◆ Supplied data
╔══
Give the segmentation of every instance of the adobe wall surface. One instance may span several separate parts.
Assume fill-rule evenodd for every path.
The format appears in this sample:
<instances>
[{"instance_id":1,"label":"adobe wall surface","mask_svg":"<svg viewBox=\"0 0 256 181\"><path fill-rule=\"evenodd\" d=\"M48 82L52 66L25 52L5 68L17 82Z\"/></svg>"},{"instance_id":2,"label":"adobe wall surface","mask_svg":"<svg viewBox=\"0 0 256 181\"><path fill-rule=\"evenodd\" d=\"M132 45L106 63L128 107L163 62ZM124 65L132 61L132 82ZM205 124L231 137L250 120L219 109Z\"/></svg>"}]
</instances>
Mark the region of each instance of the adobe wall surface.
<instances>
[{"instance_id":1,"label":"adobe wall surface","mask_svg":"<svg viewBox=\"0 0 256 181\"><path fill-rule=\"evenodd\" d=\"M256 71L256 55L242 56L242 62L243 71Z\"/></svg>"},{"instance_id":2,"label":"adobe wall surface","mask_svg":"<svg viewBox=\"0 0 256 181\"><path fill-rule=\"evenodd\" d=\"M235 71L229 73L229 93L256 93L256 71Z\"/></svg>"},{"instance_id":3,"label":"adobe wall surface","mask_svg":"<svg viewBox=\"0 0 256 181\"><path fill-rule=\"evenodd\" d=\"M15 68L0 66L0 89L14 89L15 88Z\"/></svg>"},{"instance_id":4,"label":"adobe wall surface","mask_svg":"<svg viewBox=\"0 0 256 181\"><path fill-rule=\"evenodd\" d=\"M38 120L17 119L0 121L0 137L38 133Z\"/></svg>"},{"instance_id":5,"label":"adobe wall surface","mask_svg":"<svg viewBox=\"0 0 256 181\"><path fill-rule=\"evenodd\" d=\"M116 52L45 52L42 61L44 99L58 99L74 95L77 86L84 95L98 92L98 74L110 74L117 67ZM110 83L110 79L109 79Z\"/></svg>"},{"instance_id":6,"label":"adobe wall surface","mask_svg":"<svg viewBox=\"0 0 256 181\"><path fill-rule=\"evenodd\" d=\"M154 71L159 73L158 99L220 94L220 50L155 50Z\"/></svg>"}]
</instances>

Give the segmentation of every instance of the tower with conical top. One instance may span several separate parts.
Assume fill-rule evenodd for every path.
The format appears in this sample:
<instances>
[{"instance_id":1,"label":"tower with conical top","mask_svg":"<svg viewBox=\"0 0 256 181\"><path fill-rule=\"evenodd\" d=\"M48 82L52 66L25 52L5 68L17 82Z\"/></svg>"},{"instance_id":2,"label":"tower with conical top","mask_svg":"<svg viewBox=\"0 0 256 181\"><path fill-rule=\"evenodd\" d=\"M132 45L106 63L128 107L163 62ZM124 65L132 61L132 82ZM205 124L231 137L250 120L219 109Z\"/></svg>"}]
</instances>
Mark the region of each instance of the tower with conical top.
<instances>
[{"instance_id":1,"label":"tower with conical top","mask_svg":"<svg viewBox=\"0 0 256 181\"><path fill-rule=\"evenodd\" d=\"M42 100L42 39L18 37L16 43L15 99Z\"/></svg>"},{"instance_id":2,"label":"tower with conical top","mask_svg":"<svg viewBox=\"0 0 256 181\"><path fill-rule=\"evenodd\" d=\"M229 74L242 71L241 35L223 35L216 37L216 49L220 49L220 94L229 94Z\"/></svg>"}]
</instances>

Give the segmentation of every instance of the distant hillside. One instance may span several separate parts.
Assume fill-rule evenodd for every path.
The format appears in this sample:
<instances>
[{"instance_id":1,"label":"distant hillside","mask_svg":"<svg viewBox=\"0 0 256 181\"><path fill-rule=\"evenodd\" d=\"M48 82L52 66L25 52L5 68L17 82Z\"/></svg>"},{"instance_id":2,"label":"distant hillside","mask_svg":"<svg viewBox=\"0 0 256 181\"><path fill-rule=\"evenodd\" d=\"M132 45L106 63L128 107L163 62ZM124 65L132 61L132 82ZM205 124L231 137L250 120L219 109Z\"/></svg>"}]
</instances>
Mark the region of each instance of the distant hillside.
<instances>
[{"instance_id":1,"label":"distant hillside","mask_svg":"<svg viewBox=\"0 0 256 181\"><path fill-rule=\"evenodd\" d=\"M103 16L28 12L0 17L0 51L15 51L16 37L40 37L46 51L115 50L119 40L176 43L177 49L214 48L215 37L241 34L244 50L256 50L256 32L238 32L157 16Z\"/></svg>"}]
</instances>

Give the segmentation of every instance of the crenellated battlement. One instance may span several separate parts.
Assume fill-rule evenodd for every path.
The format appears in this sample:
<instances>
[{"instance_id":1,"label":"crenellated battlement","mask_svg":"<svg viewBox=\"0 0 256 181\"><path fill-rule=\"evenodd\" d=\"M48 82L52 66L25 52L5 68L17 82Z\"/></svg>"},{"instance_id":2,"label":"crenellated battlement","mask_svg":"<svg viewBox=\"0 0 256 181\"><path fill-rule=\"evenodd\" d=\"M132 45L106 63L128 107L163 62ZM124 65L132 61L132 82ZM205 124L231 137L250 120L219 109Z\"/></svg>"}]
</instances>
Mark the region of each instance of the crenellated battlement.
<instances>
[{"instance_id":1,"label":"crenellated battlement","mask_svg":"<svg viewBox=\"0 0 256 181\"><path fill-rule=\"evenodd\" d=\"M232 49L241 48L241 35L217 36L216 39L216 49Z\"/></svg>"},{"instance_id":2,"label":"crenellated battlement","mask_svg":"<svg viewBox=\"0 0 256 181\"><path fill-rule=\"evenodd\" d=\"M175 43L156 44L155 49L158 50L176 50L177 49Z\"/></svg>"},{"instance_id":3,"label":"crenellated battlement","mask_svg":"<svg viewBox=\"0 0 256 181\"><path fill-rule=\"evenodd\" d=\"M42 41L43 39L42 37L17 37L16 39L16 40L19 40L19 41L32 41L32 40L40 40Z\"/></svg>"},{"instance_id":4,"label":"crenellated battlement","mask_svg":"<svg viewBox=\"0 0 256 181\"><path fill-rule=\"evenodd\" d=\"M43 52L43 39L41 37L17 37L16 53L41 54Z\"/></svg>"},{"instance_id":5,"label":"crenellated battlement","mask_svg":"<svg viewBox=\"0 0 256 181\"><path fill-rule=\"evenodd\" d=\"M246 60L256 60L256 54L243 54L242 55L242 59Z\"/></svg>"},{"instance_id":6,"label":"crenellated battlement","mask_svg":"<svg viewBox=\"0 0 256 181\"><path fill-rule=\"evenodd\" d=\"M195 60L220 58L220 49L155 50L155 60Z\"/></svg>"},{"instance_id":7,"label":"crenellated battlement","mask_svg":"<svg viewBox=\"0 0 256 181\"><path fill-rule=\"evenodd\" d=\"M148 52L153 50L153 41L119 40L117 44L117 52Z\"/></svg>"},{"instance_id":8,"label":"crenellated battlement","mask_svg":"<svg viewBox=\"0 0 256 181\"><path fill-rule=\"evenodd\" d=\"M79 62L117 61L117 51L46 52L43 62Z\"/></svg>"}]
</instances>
╚══
◆ Objective
Copy out every line of the records above that contains the string "several".

◆ The output
Give the segmentation of every instance of the adobe wall surface. One instance may span several separate parts.
Give the segmentation of every instance of the tower with conical top. One instance may span several separate parts.
Give the segmentation of every instance of the distant hillside. One instance may span several separate parts.
Give the segmentation of every instance of the crenellated battlement. One instance may span several separate parts.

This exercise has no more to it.